PROVIDED TEXT START

Yearly Archives: 2012

Merely Funny

Today, we’ll have some fun with this video starring meerkats.  But first, just one educational paragraph.

Meerkats are a small type of mongoose that live in the Kalahari Desert of southern Africa.  Their bodies are about a foot long, their tails even longer, and they weigh 1.6 pounds.  Meerkats live in social groups of 20-30 individuals most of whom are siblings, offspring of the alpha pair who make sure they’re the only ones in the troupe allowed to breed successfully.

Other than the serious business of foraging and competition, meerkats are pretty funny.  For instance, they fall asleep.

This video combines some of the funniest clips from four documentaries on meerkats with the Overture to Carmen by Georges Bizet.

Have a laugh.  Happy Friday.  🙂

(video by MeerkatGal  from YouTube)

Migration Has Already Begun

It’s still summer — especially today with a forecast heat index of 100oF — but fall migration has already begun.

Shorebirds are on the move and this year we may see some rarities in land-locked western Pennsylvania because the drought has lowered water levels and exposed many mud flats.

Last Sunday Shawn Collins saw sanderlings at Tamarack Lake in Crawford County and on Tuesday five American avocets were a one-day-wonder at Yellow Creek State Park in Indiana County.

Check the edges of local lakes and you’ll likely find killdeer, sandpiper “peeps,” spotted sandpipers, solitary sandpipers, and lesser yellowlegs.  If you’re lucky you’ll find a surpise like the avocet pictured above.

And if thunderstorms or heat force you indoors, stop by Steve Gosser’s exhibit at Penn State’s New Kensington campus to see beautiful photographs of birds.

Steve’s one-man show, My Feathered Friends – Bird Portraits, runs through Friday, July 27.  This is your last chance to see it.   Click here for directions.

(photo by Steve Gosser)

In Free Fall

Last Sunday the Orlando Sentinel reported the grim news that the population of this bird, the Florida grasshopper sparrow, has plunged so far and so fast that it may go extinct in as little as three years.

Florida grasshopper sparrows are a unique non-migratory subspecies of the grasshopper sparrow that live their entire life in Florida’s dry prairie habitat.  Their loyalty to this habitat has made them endangered.

90% of the prairie is gone, converted to cattle ranches, farms, and development in the past 150 years.   By 1986 the Florida grasshopper sparrow was placed on the Endangered Species List.  The birds held their own in three remaining prairie preserves until recent population surveys found less than 200 individuals left.  It is now the most endangered bird in the continental U.S.

PROVIDED TEXT END

WORK ORDER 1. In the wildlife blog posts, how many Florida grasshopper sparrows did recent population surveys find left?
WORK ORDER 2. Please pick up the wildlife blog posts after their final sentence and continue writing them.

LISTED ENTRIES START

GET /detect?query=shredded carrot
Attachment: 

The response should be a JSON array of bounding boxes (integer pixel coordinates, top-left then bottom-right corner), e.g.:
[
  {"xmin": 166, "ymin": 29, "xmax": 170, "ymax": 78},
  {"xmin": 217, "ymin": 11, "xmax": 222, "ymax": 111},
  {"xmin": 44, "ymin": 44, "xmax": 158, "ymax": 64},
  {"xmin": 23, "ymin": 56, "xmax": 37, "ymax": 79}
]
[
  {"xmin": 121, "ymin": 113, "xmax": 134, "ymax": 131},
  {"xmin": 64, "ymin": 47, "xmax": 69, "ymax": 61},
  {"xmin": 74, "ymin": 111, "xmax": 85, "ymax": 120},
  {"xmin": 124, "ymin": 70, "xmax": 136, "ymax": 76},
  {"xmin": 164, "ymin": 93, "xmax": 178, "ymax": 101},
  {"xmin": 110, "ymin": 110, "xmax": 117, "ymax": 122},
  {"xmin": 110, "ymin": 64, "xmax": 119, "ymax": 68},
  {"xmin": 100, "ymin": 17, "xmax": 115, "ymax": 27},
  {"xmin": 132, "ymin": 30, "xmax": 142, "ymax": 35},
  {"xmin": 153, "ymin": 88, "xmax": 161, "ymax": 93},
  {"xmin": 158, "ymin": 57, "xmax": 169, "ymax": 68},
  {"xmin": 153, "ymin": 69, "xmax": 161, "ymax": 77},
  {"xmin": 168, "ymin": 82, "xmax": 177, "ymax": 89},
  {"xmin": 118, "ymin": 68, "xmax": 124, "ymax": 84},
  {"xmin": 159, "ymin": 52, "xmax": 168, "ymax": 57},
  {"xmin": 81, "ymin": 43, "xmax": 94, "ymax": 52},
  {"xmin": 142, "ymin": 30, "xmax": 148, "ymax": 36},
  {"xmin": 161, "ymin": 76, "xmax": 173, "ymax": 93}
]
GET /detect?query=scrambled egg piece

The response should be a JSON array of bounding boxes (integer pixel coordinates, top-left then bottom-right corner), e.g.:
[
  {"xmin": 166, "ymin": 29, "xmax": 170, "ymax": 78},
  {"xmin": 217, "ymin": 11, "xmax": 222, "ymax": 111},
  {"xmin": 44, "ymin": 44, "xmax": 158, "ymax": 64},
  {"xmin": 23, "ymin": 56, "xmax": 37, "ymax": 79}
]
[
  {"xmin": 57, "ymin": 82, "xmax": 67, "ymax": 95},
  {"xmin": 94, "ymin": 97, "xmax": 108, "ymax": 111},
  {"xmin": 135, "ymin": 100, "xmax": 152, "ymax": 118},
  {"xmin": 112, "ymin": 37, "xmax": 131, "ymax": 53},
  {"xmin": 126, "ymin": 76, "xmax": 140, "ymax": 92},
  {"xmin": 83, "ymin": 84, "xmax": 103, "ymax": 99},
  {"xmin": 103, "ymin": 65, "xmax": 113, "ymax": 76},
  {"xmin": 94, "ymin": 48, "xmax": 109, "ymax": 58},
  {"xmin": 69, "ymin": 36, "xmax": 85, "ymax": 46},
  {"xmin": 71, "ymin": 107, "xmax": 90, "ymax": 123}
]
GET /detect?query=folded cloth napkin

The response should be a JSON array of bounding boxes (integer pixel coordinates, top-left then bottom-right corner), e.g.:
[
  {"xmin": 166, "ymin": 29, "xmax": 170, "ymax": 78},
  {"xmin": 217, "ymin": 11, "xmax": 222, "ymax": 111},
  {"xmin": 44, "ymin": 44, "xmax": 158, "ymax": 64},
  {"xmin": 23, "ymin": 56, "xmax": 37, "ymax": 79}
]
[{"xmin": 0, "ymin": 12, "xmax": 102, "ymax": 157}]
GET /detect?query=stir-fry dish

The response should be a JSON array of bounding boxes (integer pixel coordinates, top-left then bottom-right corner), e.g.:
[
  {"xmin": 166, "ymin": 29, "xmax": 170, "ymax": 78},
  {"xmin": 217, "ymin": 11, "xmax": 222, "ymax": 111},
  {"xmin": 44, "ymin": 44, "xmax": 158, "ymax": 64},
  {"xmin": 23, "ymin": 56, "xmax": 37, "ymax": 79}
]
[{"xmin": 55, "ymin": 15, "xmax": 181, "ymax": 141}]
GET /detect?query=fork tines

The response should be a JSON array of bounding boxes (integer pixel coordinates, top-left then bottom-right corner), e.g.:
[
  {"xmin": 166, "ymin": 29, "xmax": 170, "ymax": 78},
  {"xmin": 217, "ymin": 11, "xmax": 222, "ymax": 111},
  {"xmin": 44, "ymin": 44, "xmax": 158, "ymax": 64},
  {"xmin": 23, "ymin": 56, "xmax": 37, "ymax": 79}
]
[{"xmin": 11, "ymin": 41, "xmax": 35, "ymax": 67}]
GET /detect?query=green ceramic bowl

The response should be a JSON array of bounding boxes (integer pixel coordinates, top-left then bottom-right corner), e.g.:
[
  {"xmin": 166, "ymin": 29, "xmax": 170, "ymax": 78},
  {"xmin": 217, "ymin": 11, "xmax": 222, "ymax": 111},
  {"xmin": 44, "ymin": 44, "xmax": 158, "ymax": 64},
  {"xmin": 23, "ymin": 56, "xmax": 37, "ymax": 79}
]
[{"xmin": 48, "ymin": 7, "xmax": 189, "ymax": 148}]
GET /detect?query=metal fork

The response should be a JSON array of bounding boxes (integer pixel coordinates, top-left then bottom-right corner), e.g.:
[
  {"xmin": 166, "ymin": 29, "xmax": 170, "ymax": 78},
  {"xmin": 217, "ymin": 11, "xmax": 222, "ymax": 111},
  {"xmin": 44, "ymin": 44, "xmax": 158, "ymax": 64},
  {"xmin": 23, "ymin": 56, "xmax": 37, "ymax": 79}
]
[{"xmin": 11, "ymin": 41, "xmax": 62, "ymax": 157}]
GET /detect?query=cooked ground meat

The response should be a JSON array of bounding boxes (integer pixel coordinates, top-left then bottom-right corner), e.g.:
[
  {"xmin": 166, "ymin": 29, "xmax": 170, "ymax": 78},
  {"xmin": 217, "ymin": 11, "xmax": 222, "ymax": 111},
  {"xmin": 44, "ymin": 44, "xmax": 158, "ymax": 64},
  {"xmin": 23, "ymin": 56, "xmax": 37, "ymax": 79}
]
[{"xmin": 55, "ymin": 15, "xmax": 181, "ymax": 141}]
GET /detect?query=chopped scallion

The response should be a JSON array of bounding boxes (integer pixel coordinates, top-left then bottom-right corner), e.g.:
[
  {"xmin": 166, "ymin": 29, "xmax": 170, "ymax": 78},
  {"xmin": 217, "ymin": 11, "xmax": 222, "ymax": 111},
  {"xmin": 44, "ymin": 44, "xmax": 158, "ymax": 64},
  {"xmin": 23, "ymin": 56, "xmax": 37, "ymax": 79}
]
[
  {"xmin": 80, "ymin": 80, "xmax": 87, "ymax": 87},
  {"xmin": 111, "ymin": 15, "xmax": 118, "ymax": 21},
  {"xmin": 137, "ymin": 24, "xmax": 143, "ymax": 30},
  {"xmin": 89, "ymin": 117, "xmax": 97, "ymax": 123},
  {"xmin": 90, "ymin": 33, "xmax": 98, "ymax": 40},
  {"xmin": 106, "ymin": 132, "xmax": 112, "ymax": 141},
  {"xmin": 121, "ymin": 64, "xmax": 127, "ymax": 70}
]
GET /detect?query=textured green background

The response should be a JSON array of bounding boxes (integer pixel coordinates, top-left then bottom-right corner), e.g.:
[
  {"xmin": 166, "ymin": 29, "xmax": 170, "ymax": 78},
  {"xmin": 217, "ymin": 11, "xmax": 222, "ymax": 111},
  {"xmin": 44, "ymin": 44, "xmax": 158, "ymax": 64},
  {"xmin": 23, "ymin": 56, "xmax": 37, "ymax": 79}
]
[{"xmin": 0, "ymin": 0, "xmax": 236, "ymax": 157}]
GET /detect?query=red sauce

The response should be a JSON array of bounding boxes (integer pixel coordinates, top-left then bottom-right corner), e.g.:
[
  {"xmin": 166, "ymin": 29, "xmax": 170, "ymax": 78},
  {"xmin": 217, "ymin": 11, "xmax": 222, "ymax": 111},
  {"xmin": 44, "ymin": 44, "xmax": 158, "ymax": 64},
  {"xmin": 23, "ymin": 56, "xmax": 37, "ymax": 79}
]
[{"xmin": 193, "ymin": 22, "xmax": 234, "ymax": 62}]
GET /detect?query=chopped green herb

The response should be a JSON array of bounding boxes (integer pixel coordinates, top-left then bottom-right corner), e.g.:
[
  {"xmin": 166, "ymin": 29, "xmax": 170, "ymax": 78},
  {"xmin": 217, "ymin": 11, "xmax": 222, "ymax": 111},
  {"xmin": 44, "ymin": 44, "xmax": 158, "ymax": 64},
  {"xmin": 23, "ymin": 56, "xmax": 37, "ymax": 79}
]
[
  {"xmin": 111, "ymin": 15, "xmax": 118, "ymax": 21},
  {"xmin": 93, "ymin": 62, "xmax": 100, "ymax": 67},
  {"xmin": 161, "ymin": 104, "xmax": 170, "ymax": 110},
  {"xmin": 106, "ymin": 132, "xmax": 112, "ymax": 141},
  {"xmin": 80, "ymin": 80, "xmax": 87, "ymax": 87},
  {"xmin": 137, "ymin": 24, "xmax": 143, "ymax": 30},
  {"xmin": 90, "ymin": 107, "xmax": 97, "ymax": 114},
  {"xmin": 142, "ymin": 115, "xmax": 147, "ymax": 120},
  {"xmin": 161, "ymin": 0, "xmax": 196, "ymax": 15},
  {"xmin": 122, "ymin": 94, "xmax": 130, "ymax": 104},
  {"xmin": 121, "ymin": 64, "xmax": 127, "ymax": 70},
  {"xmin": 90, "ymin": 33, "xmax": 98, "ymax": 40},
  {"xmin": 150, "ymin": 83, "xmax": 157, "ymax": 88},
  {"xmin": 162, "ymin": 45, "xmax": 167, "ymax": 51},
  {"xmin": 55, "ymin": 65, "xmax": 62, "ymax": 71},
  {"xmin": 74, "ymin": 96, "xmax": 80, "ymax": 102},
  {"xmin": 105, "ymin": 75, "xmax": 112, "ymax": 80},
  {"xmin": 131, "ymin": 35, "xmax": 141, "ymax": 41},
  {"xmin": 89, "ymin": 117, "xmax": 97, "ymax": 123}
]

LISTED ENTRIES END

RESULT 1. Less than 200 individuals.

RESULT 2.
Loss of habitat obviously caused this bird’s decline but scientists say other factors have sent it over the cliff.  One factor is fire ants, accidentally imported from South America in the 1930’s.  Florida grasshopper sparrows nest on the ground.  The fire ants overwhelm their nests and eat the baby birds so there are no young sparrows to reach maturity in the next generation.

If this trend continues Florida grasshopper sparrows will go extinct when the last adults die.  Meanwhile U.S. Fish and Wildlife and other members of the Florida Grasshopper Sparrow Working Group consider this a wildlife emergency and are focusing intensive efforts to save the bird.

Back in January 2008, Dan Irizarry visited a banding station at Kissimmee Prairie Preserve where he photographed this bird.  Little did he know… little did we know… that this may be one of the last living Florida grasshopper sparrows on earth.

If you’ve seen a Florida grasshopper sparrow you are lucky indeed.

(photo by Dan Irizarry. Click on the image to see Dan’s Flickr set from Kissimmee.)

 

Drought As A Technical Term

A week ago it was clear that the western edge of Pennsylvania was in a drought and it was likely to get worse.

On Thursday July 19, NOAA released its weekly Drought Monitor map and Pennsylvania DEP declared a Drought Watch for 15 western counties including Beaver County where the 90-day rainfall deficit was 5.5″ and Lawrence and Mercer where it was 4.9″.  On that day in Pittsburgh our deficit for the past 49 days (June 1) was 3.62″.

The Drought Watch called for a voluntary 5% reduction in water use and puts large water users (industry and water companies) on notice that they should plan for reduced water intake.

The situation was bad.

And then it rained — hard — three days in a row.   Almost 2″ of rain fell near the airport July 18-20, probably more than that in the city.  The streams in Schenley Park were flowing, the grass turned green, and the ground was muddy.  Ah, rain!

But we shouldn’t get too cocky.  Technically speaking, we are still under a Drought Watch and there’s reason to keep it that way.  Three days of rain may have been a temporary respite.

Last Thursday NOAA’s Climate Prediction Center also released the U.S. Seasonal Drought Outlook for July 19 through October 31, predicting where drought would persist, develop or improve.   All of western Pennsylvania and half of West Virginia are slated to become drier in the next three months as shown on the map below.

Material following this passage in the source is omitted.